[What the exercise asks]: Restate the whole listing exactly.

[Data entries]:

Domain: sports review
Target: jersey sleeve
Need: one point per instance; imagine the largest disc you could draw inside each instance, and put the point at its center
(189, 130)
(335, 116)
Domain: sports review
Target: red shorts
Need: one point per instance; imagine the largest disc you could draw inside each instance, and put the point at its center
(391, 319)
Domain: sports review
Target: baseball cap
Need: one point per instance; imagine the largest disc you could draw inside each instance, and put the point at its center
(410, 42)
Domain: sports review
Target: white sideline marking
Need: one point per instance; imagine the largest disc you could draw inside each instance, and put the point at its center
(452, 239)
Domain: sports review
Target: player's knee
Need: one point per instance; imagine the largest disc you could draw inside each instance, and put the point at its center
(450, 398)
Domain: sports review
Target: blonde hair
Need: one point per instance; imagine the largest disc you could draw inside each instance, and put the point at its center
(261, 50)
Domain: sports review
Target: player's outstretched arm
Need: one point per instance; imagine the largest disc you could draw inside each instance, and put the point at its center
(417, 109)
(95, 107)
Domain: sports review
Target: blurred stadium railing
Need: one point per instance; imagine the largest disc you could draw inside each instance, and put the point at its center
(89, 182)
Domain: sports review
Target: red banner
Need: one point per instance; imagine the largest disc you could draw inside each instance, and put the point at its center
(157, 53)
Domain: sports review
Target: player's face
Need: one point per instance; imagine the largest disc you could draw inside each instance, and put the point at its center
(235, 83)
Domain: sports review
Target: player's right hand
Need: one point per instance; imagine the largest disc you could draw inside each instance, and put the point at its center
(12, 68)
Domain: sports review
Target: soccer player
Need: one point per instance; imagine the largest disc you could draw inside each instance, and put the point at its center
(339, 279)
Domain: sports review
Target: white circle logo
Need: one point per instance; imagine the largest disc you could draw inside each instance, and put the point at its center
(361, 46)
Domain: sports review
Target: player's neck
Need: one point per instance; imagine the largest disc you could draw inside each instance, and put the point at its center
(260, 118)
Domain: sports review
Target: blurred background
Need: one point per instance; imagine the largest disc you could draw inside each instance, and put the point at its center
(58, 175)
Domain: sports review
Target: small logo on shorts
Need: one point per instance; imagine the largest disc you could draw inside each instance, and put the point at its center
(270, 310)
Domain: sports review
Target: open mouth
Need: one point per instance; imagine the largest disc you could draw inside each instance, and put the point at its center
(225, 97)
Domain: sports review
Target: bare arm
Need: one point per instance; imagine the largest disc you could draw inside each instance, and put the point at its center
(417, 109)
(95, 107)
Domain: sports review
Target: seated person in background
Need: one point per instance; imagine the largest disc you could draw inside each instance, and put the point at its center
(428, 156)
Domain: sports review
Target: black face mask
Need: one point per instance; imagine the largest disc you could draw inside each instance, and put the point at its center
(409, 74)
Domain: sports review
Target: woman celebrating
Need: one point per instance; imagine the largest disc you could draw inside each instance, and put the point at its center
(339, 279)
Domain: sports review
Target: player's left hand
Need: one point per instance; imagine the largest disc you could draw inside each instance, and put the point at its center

[Solution to this task]:
Domain: sports review
Target: jersey sleeve
Need: one point per instance; imagine the largest disc you could draw inside each instance, and put the point at its center
(189, 130)
(335, 116)
Domain: sports review
Target: red shorts
Need: one point per instance; imagine the largest disc you could draw inside each instance, and put the point at its center
(391, 319)
Domain: sports review
Target: baseball cap
Need: one point per instance; imagine the largest disc you could draw inside each instance, and put the point at its center
(410, 42)
Domain: sports review
Target: white sideline marking
Need: one point per instance; imagine the largest disc you could draw inside each instance, and put the point at its center
(452, 239)
Domain: sports review
Target: player's knee
Need: one point per instance; imagine the largest disc you could draw inside each instance, and put the point at its center
(450, 398)
Domain: sports review
Target: blonde hair
Need: one point per instance; imagine the largest disc you could draw inside each instance, and put the point at its center
(261, 50)
Domain: sports review
Target: player's outstretched arm
Need: one point per instance; imagine the largest disc you could draw inside each instance, and put the point at its center
(417, 109)
(95, 107)
Domain: sports review
Target: blurred stadium railing
Need: one point per instance; imagine the largest disc you could draw inside each instance, and put the point at its center
(89, 182)
Domain: sports review
Target: red banner
Need: one point per instance; imagine the largest disc you could draw inside each instance, and put the point at its center
(157, 53)
Domain: sports review
Target: player's face
Need: one point per instance; imagine the largest disc you could draw inside each instance, and put the point at its center
(235, 83)
Domain: sports review
Target: player's right hand
Need: one point per instance; imagine the largest disc you could draw inside each instance, and put the point at its center
(12, 68)
Domain: sports review
Target: soccer player
Need: one point per instance; imagine the largest disc you could draw inside each instance, and put the point at its center
(339, 279)
Domain: sports review
Target: white circle logo
Need: one point per instance; imagine the largest disc you could draw inside each instance, and put the point at its center
(361, 46)
Domain: sports review
Target: player's neck
Need: one point per instance; imagine the largest disc you could draw inside each instance, and put the point at its center
(260, 118)
Domain: sports review
Target: blurred background
Need: one point per instance; imagine the largest disc you could draw inside each instance, and put the point at its center
(58, 175)
Domain: sports review
Target: small logo on shorts
Need: one point per instance; imagine the largest disc you could draw inside each instance, and put the point at its center
(270, 310)
Domain: sports review
Target: open mouth
Need: one point per instance; imagine the largest disc you could draw inside each instance, and put the point at its center
(225, 97)
Domain: sports review
Target: bare arm
Need: one point per instance; imagine the largest disc you could draw inside each instance, and put the point at its center
(417, 109)
(95, 107)
Domain: sports review
Target: seated person in background
Need: one point per instance; imagine the largest disc you could draw inside each instance, and put the point at its center
(428, 156)
Domain: sports review
Target: black face mask
Need: one point per instance; imagine the largest disc you could draw inside each instance, and put the point at its center
(409, 74)
Domain: sports review
Target: woman celebrating
Need: one point per instance; imagine the largest disc you could draw inside each instance, and put the point at its center
(339, 279)
Domain: sports review
Target: player's left hand
Need: one point per instance; imagine the largest disc you could draw inside each instance, and put the point at its center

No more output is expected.